Quanto ao momento em que Maria é liberta do pecado original, as opiniões divergem. Alguns creem que Maria foi concebida sem pecado original.Outros afirmam que Maria foi tornada pura imediatamente antes de conceber, ao receber o anúncio do anjo. Por fim, muitos negam o pecado original e, por isso, não hesitam em dizer que Maria era uma mulher comum. A propósito, estes são bons espécimes de pelagianos.
Lutero, inicialmente, era da opinião romana tradicional que Maria foi concebida sem o pecado original:

"Quem duvida que Deus pode conceder a alguém tanta graça que ele cumpre [os mandamentos] plenamente, como pensamos em relação à Beata Virgem, ainda que não o faça a todos?" (A refutação do parecer de Látomo, 1521).

Depois, mudou de opinião e afirmou aquilo que os cristãos orientais sustentam: que a concepção de Jesus a purificou de todo o pecado.

"Toda pessoa que não é Deus em pessoa, como Cristo, tem concupiscência; mas o homem Cristo não a tem, porque é Deus em pessoa, e na concepção toda a carne e sangue de Maria foram purificados, de maneira que não restou nenhum pecado" (Debate sobre a Divindade e a humanidade de Cristo, 1540).

Considerando que Maria foi purificada de todo o pecado, torna-se inevitável que ela tenha permanecido virgem, visto que a carne santa de Maria não poderia se misturar à carne pecaminosa de José. Como uma mulher santa, tão santa quanto os anjos, haveria de ter relações carnais com seu marido pecador? Vê-se, então, que a questão não é tão simples e que aqui devemos de novo respeitar os Pais, como verdadeiros católicos que somos.
Qual foi, então, a situação de José? Porventura ficou ardendo de desejos por sua esposa, sem poder possui-la? Por acaso Maria o expôs ao pecado?
Um texto me chama a atenção, na famosa Legenda Áurea, da qual Lutero bebeu e que tantas vezes cita em seus textos e sermões:
 
"Daí os judeus dizerem que, muito embora Maria tenha sido de extrema beleza, nunca despertou desejos concupiscentes em ninguém. A razão disso é que a virtude da sua castidade penetrava em todos que a viam e repelia neles toda concupiscência. Ela é comparada ao cedro, cujo cheiro faz as serpentes morrerem, da mesma forma que a santidade irradiada por ela matava a serpente dos movimentos da carne. Ela também é comparada à mirra, que mata os vermes, da mesma forma que a santidade dela destrói toda concupiscência carnal. Ela possuía essa qualidade mais do que outras pessoas que também foram santificadas no ventre materno ou que permaneceram virgens, mas cuja santidade e castidade não se transmitiam aos outros, nem extinguia neles os movimentos da carne, ao passo que a força da castidade da Virgem penetrava até o fundo do coração dos impudicos, tornando-os imediatamente castos em relação a ela" (Legenda Áurea, Purificação da bem-aventurada Virgem Maria).

| Solicitação a |
Reproduza fielmente o trecho do texto sobre Lutero e a pureza de Maria que começa nas palavras contendo "Lutero, inicialmente, era" e termina em "de Cristo, 1540).".

| Dados fornecidos |

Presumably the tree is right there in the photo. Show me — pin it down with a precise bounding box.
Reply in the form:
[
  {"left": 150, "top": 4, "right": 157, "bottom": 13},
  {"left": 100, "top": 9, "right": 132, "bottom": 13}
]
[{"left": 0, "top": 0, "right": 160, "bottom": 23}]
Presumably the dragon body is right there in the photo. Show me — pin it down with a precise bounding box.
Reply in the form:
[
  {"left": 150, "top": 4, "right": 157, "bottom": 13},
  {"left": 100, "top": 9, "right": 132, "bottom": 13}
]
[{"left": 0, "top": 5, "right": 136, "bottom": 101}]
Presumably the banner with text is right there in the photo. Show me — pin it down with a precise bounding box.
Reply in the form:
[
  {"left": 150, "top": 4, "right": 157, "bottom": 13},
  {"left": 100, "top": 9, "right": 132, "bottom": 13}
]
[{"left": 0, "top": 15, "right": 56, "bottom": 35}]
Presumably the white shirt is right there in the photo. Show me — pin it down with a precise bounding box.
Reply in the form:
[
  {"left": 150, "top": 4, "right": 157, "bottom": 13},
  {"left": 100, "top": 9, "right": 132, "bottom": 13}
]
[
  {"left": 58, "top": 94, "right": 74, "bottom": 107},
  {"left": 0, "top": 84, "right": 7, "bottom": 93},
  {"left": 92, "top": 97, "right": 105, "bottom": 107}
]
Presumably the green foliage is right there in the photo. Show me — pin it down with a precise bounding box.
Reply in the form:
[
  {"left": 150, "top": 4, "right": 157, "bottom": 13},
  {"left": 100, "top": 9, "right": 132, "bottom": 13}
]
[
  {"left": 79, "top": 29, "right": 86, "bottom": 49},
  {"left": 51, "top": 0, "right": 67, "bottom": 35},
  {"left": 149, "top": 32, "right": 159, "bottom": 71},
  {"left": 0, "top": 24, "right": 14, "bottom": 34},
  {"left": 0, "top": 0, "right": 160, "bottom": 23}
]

| Solicitação b |
Converta em tabela Markdown, com as colunas n e Linha, as linhas dos dados fornecidos a partir da que contém "Presumably the green" até o fim desses dados, omitindo as linhas em branco.

| Resposta correta a |
Lutero, inicialmente, era da opinião romana tradicional que Maria foi concebida sem o pecado original:

"Quem duvida que Deus pode conceder a alguém tanta graça que ele cumpre [os mandamentos] plenamente, como pensamos em relação à Beata Virgem, ainda que não o faça a todos?" (A refutação do parecer de Látomo, 1521).

Depois, mudou de opinião e afirmou aquilo que os cristãos orientais sustentam: que a concepção de Jesus a purificou de todo o pecado.

"Toda pessoa que não é Deus em pessoa, como Cristo, tem concupiscência; mas o homem Cristo não a tem, porque é Deus em pessoa, e na concepção toda a carne e sangue de Maria foram purificados, de maneira que não restou nenhum pecado" (Debate sobre a Divindade e a humanidade de Cristo, 1540).

| Resposta correta b |
| n | Linha |
|---|---|
| 1 | Presumably the green foliage is right there in the photo. Show me — pin it down with a precise bounding box. |
| 2 | Reply in the form: |
| 3 | [ |
| 4 |   {"left": 150, "top": 4, "right": 157, "bottom": 13}, |
| 5 |   {"left": 100, "top": 9, "right": 132, "bottom": 13} |
| 6 | ] |
| 7 | [ |
| 8 |   {"left": 79, "top": 29, "right": 86, "bottom": 49}, |
| 9 |   {"left": 51, "top": 0, "right": 67, "bottom": 35}, |
| 10 |   {"left": 149, "top": 32, "right": 159, "bottom": 71}, |
| 11 |   {"left": 0, "top": 24, "right": 14, "bottom": 34}, |
| 12 |   {"left": 0, "top": 0, "right": 160, "bottom": 23} |
| 13 | ] |